Provided records:
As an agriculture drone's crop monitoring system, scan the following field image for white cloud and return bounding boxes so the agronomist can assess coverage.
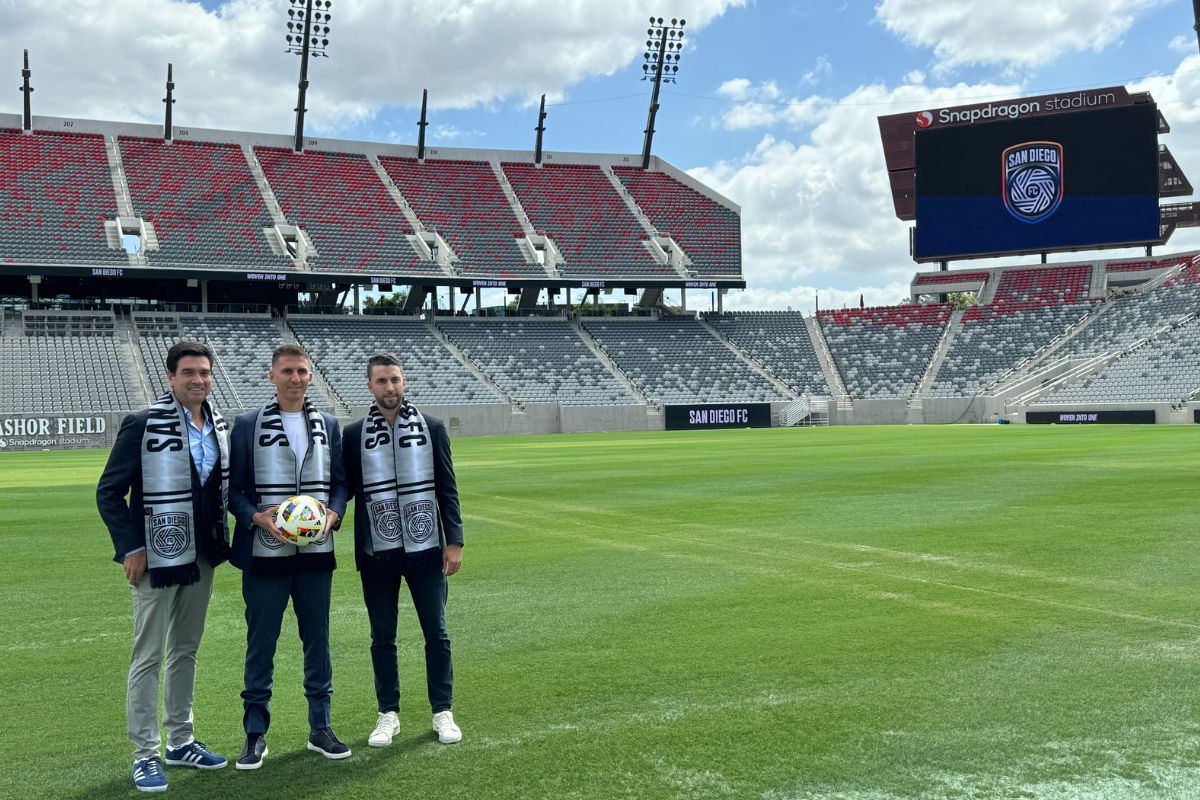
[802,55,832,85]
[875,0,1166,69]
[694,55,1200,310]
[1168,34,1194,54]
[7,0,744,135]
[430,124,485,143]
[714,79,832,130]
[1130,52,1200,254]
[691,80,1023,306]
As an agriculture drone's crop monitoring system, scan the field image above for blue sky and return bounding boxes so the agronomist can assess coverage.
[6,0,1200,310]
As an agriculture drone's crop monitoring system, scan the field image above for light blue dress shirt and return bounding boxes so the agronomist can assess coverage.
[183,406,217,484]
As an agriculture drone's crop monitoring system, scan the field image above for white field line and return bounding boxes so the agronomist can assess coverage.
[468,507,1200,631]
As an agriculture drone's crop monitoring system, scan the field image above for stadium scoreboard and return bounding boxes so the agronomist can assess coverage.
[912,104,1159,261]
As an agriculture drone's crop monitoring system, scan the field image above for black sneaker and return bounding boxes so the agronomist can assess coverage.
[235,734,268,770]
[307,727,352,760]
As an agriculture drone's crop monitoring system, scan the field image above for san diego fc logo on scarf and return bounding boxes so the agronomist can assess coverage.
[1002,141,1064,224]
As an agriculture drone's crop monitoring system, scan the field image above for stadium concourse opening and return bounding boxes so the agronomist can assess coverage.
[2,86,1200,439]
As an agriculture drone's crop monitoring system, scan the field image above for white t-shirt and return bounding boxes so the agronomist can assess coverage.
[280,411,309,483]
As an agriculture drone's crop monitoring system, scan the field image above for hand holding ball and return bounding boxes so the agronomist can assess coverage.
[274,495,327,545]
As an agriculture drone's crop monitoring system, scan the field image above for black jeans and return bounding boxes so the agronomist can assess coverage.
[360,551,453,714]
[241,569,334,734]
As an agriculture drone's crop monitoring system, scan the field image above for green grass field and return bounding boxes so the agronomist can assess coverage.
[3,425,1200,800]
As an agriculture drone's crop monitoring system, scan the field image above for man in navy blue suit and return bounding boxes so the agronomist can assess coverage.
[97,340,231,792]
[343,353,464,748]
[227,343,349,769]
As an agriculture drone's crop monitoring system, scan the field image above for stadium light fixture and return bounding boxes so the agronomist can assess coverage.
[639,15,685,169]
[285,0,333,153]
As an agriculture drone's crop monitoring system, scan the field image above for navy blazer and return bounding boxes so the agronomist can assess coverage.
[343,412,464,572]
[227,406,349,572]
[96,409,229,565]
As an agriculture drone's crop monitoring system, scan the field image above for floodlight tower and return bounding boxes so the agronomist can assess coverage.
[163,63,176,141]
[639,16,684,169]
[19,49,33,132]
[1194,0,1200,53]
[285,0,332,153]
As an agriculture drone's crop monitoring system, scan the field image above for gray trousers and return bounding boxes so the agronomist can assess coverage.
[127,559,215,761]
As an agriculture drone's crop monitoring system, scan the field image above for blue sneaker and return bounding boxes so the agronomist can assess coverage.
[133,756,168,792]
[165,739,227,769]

Task requirements: From the line containing "for stadium light" to the last line of the records above, please write out every line exactly and add nothing.

Answer box:
As an agriculture drone's crop monitoring system, scan the field image above for stadium light fixture and return bounding boxes so the agronomist can assess coverage.
[639,15,685,169]
[285,0,333,153]
As an agriculture drone's crop monitoring system, scan the field image above for navy blazer and return bounding boxes so the agronomist can assess coverage.
[343,412,464,572]
[227,406,349,572]
[96,409,229,565]
As an agriculture drone's crop monitoring system, scan the field image above for floodlight tower and return bounding boxes so the agronomist can assess coverage.
[163,63,176,141]
[639,16,684,169]
[19,49,33,132]
[1194,0,1200,53]
[285,0,332,153]
As an agriculture drone's crop monitoring system, scan the field image above for gray trousers and return bounding boxes so the agronomist can assess coverage.
[127,559,215,761]
As an agriculture drone's crop monitoring system, scan the field image above for blue sneaker and return bounding boxes so the agronomist can assess coverage.
[133,756,168,792]
[165,739,227,769]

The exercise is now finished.